### Yang Harus Dikerjakan
1. Menurut teks bacaan tentang seruan Sekjen PBB soal pajak kekayaan, berapa besar lonjakan kekayaan orang terkaya di dunia dalam satu tahun terakhir?
2. Nama diri apa saja yang muncul dalam teks bacaan tentang seruan pajak kekayaan itu, termasuk nama orang, tempat, organisasi, dan media?
3. Lanjutkan berita tentang seruan Sekjen PBB soal pajak kekayaan itu, dimulai tepat setelah kalimat terakhirnya.

REPUBLIKA.CO.ID, NEW YORK -- Sekretaris Jenderal Perserikatan Bangsa-Bangsa (PBB), Antonio Guterres, mendesak pemerintah untuk mempertimbangkan memberlakukan solidaritas atau pajak kekayaan pada orang kaya yang untung selama pandemi, Senin (14/2). Rekomendasi ini dalam upaya untuk memangkas ketidaksetaraan yang ekstrem.
"Saya mendesak pemerintah untuk mempertimbangkan solidaritas atau pajak kekayaan bagi mereka yang mendapat untung selama pandemi, untuk mengurangi ketidaksetaraan yang ekstrim," kata Guterres pada pertemuan PBB tentang pembiayaan untuk pembangunan.
Guterres menekankan, pemerintah memastikan dana masuk ke tempat yang paling dibutuhkan. "Laporan terbaru menunjukkan bahwa telah terjadi lonjakan 5 triliun dolar AS kekayaan orang terkaya di dunia dalam satu tahun terakhir," ujar Guterres.

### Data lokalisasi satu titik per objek
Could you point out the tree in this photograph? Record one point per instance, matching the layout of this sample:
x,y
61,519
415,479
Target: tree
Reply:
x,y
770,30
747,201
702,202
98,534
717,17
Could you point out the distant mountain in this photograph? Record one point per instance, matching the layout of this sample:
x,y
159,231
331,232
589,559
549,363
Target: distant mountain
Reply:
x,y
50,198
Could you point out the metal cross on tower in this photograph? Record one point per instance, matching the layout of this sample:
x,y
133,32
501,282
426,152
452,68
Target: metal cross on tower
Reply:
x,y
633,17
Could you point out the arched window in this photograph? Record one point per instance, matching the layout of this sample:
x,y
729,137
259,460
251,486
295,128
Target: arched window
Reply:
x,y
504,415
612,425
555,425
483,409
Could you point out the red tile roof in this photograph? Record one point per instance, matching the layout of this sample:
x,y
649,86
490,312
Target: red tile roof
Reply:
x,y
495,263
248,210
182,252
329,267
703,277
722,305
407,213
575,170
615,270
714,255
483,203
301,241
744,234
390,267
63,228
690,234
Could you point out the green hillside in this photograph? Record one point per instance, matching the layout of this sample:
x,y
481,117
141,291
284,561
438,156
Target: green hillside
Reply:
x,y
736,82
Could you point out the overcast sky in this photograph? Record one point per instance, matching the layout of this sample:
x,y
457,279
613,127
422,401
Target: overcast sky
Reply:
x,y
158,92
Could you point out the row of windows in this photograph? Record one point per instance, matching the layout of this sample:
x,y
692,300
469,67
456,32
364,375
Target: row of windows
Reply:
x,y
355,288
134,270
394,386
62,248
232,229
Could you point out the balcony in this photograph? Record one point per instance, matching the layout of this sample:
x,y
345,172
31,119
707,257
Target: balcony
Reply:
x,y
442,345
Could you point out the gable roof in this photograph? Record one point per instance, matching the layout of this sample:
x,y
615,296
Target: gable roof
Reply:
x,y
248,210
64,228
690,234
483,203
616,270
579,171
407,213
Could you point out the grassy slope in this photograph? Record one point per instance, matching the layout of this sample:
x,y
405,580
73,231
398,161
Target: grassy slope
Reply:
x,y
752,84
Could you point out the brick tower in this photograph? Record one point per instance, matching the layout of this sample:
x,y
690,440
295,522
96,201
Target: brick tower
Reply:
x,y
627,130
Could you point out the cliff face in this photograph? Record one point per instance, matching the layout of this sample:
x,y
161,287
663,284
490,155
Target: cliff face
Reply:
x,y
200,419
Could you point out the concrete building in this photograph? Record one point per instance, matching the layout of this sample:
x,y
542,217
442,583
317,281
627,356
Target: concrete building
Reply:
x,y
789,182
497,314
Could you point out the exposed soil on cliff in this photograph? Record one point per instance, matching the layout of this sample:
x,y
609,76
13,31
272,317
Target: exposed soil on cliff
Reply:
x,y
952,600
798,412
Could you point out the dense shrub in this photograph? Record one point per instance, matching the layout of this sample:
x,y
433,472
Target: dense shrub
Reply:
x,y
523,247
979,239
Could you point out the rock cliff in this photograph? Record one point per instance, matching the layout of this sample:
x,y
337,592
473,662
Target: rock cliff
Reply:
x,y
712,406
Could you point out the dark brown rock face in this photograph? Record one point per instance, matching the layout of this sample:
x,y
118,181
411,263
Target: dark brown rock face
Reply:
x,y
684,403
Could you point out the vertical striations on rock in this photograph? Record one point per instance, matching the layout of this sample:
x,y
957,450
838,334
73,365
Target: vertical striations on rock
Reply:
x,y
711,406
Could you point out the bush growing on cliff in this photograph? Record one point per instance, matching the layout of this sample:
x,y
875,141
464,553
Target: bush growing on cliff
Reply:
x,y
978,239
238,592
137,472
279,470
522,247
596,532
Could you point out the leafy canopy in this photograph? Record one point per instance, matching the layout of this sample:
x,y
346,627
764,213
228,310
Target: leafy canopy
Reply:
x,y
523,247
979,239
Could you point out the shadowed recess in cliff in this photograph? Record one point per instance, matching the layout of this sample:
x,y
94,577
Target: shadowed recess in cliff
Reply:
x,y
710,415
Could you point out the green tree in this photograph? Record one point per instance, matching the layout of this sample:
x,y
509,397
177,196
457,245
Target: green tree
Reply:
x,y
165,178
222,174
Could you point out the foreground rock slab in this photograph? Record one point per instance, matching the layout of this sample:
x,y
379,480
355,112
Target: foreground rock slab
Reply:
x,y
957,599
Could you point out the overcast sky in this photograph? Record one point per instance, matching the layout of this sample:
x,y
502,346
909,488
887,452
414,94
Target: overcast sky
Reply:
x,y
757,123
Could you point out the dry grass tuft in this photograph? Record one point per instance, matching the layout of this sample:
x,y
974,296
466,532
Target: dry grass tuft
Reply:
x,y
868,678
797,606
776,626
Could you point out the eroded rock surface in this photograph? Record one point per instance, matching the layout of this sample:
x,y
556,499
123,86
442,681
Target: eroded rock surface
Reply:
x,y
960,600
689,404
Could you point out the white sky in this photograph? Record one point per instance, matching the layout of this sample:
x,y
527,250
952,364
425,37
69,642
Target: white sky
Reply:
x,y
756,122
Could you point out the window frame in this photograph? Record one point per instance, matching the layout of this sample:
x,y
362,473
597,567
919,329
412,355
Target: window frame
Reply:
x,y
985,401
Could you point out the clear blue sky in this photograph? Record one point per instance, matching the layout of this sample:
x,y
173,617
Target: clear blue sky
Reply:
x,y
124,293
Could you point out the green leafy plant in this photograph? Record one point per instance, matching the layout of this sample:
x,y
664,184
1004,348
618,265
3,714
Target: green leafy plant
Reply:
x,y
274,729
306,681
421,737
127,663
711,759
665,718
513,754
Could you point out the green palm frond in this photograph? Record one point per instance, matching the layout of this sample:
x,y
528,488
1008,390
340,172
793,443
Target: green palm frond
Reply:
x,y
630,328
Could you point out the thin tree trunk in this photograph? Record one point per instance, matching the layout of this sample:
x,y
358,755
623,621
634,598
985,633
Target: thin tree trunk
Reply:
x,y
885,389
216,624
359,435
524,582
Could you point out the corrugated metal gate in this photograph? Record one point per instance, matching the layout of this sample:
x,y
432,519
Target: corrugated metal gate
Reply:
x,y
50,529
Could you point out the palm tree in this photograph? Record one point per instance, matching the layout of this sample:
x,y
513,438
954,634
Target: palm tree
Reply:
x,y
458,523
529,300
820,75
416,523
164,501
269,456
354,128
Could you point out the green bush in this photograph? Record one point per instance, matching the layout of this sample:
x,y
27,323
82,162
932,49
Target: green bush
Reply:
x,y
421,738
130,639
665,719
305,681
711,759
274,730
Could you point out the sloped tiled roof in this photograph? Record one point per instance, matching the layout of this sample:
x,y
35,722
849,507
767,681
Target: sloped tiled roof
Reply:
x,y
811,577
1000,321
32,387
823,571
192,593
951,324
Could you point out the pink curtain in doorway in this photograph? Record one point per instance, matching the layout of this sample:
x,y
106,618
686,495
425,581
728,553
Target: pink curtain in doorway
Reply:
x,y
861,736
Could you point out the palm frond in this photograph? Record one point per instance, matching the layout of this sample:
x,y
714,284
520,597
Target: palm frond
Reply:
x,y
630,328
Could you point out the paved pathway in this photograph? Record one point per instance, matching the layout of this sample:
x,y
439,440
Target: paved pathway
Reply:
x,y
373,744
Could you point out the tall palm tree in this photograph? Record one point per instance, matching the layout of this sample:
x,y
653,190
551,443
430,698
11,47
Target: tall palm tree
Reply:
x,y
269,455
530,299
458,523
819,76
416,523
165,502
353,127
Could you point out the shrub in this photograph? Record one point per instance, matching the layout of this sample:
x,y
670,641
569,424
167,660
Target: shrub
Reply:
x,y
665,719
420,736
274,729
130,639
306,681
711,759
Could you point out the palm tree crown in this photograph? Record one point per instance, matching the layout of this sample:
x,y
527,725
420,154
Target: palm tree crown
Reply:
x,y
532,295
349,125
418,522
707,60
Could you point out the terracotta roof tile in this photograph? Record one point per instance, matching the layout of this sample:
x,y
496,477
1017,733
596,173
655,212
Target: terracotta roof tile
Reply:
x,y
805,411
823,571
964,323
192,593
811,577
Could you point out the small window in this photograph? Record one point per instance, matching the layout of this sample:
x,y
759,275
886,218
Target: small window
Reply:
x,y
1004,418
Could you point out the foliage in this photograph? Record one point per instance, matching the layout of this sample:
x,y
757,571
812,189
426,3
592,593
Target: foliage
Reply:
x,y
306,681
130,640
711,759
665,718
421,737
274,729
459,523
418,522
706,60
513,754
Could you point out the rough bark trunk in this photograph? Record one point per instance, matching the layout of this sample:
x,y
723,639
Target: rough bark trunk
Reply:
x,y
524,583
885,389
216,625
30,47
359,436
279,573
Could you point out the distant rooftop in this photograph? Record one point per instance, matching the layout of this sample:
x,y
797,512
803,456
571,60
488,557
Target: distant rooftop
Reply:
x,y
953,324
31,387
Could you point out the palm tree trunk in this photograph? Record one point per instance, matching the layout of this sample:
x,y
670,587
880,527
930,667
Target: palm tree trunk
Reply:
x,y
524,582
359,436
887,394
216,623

### Jawaban per Nomor
1. 5 triliun dolar AS.

2. REPUBLIKA.CO.ID, New York, Perserikatan Bangsa-Bangsa (PBB), Antonio Guterres

3.
Guterres kembali mengatakan Kelompok (G20) negara kaya dan negara berkembang besar harus memperpanjang penangguhan pembayaran utang hingga 2022 dan memperluasnya. Langkah ini untuk membantu negara berkembang dan ekonomi berpenghasilan menengah pulih dari pandemi.
"Tapi kita perlu lebih dari sekadar keringanan utang. Kami sangat perlu memperkuat arsitektur utang internasional untuk mengakhiri siklus mematikan gelombang utang, krisis utang global, dan dekade yang hilang," kata Guterres.
Sekjen PBB juga mengulangi seruannya agar vaksin Covid-19 tersedia untuk semua negara dan meminta lebih banyak uang untuk mendanai sepenuhnya fasilitas berbagi vaksin COVAX. Dari target yang diharapkan, hanya 10 negara di seluruh dunia yang menyumbang sekitar 75 persen dari vaksinasi global.
"Memajukan tanggapan global yang adil dan pemulihan dari pandemi menguji multilateralisme. Sejauh ini, ini adalah ujian yang gagal bagi kami. Upaya vaksinasi adalah salah satu contohnya,"ujarnya.